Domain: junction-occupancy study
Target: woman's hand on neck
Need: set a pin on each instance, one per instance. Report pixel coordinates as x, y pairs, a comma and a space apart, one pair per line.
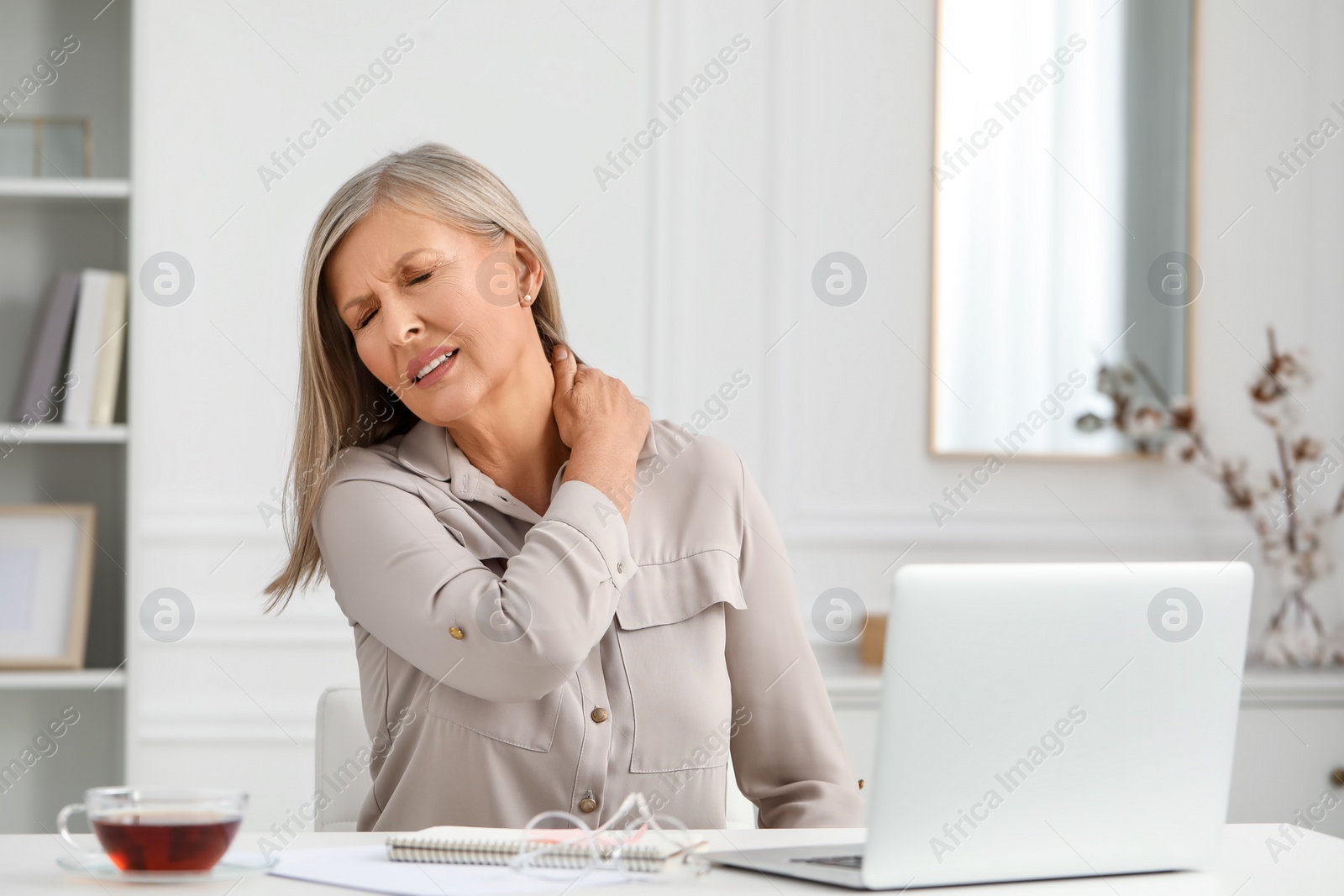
511, 434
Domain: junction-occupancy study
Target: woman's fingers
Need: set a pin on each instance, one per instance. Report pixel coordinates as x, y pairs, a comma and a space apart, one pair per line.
564, 365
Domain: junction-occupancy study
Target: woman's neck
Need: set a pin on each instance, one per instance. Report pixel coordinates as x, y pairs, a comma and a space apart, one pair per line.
511, 436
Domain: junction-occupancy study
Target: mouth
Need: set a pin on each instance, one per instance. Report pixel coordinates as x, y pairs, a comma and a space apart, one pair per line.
432, 369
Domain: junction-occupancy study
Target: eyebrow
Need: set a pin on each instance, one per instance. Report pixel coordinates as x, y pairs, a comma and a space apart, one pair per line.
396, 265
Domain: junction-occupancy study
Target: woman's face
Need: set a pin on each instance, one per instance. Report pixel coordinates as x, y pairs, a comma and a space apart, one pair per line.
434, 311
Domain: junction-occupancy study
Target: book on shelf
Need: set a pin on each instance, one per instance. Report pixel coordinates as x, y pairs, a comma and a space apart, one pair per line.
74, 360
37, 398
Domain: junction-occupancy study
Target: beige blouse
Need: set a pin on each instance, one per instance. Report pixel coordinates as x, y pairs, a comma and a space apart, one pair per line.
514, 664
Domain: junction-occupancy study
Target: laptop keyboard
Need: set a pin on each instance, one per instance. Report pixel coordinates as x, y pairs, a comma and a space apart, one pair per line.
839, 862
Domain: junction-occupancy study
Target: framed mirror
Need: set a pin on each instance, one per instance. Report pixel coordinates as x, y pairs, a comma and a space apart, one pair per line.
1062, 191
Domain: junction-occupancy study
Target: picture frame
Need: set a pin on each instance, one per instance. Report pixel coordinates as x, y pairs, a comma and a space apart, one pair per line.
46, 578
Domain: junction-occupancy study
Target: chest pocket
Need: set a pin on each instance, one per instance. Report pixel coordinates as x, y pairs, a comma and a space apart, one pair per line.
528, 725
671, 631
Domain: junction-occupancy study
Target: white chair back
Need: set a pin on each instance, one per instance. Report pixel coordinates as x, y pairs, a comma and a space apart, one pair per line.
339, 774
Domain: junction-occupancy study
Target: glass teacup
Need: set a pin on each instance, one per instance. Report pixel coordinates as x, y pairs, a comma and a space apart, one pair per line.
160, 828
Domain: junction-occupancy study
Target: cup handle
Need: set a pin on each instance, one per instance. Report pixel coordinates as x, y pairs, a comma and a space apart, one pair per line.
62, 824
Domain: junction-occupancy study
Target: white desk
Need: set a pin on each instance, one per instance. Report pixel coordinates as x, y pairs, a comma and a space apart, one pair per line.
1315, 867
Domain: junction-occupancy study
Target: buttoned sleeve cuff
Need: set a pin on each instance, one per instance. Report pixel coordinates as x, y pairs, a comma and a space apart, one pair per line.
588, 510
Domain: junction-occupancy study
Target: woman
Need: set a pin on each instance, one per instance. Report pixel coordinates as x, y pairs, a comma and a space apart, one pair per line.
555, 602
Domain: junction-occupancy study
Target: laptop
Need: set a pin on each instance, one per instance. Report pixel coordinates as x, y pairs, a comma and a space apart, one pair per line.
1046, 720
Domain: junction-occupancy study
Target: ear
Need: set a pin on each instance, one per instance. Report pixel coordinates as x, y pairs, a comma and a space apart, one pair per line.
530, 271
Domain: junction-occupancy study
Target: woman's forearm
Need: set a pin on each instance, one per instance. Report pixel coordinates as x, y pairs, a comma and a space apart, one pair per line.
608, 468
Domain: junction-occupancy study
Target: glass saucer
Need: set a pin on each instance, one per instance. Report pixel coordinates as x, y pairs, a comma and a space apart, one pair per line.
232, 867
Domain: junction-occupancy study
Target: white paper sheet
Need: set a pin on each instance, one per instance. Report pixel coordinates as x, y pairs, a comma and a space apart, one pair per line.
370, 869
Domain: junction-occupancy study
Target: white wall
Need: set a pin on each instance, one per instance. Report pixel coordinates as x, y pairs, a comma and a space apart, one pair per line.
687, 268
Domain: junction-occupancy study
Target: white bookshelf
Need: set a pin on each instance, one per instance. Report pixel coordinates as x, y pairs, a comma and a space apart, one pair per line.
65, 188
49, 224
64, 680
65, 434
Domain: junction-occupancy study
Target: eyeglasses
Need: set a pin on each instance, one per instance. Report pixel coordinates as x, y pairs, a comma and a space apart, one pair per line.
645, 846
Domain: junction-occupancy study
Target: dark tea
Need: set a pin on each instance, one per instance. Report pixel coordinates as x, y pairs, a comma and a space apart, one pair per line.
165, 841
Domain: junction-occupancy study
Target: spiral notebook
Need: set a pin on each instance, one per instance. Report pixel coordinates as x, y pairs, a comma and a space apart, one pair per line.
480, 846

Problem:
Report, in full, each line of the entries above that contains the word "laptop".

Exercise response:
Target: laptop keyboard
Target: laptop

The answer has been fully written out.